§ Requirement
Give the entries again, precisely as they were written.

▼

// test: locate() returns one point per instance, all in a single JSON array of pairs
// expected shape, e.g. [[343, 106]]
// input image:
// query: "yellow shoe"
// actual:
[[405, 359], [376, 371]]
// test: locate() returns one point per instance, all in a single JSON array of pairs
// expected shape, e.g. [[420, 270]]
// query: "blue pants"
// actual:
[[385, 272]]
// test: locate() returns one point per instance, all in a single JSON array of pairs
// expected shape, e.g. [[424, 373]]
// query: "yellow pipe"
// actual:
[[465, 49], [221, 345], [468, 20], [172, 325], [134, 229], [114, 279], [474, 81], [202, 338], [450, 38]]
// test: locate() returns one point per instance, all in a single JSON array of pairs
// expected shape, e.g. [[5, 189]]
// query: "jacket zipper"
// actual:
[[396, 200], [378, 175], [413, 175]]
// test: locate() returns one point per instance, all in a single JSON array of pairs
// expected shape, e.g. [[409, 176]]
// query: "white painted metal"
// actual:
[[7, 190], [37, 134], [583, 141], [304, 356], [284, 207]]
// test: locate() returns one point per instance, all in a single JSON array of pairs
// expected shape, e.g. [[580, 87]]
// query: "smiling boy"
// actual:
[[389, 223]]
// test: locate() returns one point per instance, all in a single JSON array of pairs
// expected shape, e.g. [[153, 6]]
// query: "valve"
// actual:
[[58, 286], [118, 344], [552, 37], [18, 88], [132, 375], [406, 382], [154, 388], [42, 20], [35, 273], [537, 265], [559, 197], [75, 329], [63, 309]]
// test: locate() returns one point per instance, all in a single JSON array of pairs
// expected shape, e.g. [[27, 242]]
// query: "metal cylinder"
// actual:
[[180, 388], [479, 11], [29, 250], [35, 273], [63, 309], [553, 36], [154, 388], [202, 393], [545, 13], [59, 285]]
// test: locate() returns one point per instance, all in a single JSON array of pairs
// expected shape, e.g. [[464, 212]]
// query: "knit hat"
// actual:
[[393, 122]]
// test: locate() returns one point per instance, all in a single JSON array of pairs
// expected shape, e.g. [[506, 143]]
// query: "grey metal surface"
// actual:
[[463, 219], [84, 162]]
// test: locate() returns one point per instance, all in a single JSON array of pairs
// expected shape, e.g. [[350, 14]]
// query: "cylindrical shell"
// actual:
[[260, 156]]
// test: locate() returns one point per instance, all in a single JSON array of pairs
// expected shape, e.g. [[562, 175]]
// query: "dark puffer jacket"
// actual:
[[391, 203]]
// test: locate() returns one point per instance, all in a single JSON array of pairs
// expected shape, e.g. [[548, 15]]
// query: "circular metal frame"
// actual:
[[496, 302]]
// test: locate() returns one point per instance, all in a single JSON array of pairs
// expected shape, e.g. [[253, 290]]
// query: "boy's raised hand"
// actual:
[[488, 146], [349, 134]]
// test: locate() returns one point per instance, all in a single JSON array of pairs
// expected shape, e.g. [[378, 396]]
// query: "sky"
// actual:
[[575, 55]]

▲

§ Written solution
// test: locate() returns one point per instance, all in a single JSON array of pairs
// expected shape, e.g. [[343, 106]]
// input image:
// query: "yellow shoe"
// actual:
[[405, 359], [376, 371]]
// test: locate() returns one point per instance, all in a single JSON array of pairs
// expected shape, e.g. [[420, 270]]
// query: "blue pants"
// actual:
[[385, 272]]
// test: locate() returns one point per instance, all in a single JSON array of pairs
// expected shape, e.g. [[424, 373]]
// query: "yellow pipe"
// actual:
[[465, 49], [221, 345], [468, 20], [172, 325], [134, 229], [114, 279], [474, 81], [202, 338], [450, 38]]
// test: locate() returns one point per instance, all in a single JSON array of pairs
// expected shape, e.g. [[5, 189]]
// query: "jacket zipper"
// actual:
[[396, 200], [378, 175], [413, 175]]
// test: locate() returns one point per instance, all in a single JSON array of pairs
// expected shape, e.g. [[409, 176]]
// query: "white painted metal"
// actual:
[[7, 190], [37, 134], [583, 141], [304, 356], [284, 207]]
// test: locate() returns one point per instance, all in a single JSON array of pairs
// expected shape, e.g. [[580, 87]]
// query: "smiling boy"
// actual:
[[389, 223]]
// test: locate() returns one point per instance, all in a single JSON array of pairs
// expected shape, e.g. [[153, 6]]
// query: "valve"
// actual:
[[58, 286], [118, 344], [552, 37], [18, 88], [132, 375], [406, 382], [154, 388], [42, 20], [35, 273], [537, 265], [559, 197], [75, 329], [63, 309]]
// test: locate() returns one point per instance, all in a single JSON array of pairs
// expected shape, e.g. [[27, 242]]
// query: "metal cylinder"
// actual:
[[180, 388], [479, 11], [29, 250], [35, 273], [63, 309], [553, 36], [154, 388], [202, 393], [545, 13], [59, 285]]
// test: locate() returns one point per instance, all in a single JSON array of pairs
// expected shape, e.g. [[464, 212]]
// query: "knit hat"
// actual:
[[393, 122]]
// test: locate() returns one point per instance, all in a single JSON array of pairs
// expected shape, e.g. [[506, 143]]
// query: "grey metal surface"
// actual:
[[463, 219], [84, 162]]
// test: locate() returns one point per instance, all in a single JSON array of pairs
// expected shape, e.g. [[350, 14]]
// query: "cylindrical shell"
// actual:
[[260, 156]]
// test: locate() returns one point per instance, all in a single JSON array of pairs
// expected shape, e.g. [[562, 175]]
// query: "dark puffer jacket"
// actual:
[[391, 203]]
// test: locate() returns one point per instance, all in a single JSON array of pairs
// expected shape, e.g. [[548, 15]]
// query: "circular metal frame"
// actual:
[[496, 302]]
// test: locate() returns one point per instance, all in a single JSON array of pairs
// expected shape, e.g. [[253, 290]]
// query: "boy's raised hand"
// actual:
[[488, 146], [349, 134]]
// test: locate() returns one point per instance, all in a single JSON array of pairs
// expected shape, e.g. [[378, 396]]
// query: "sky"
// actual:
[[575, 55]]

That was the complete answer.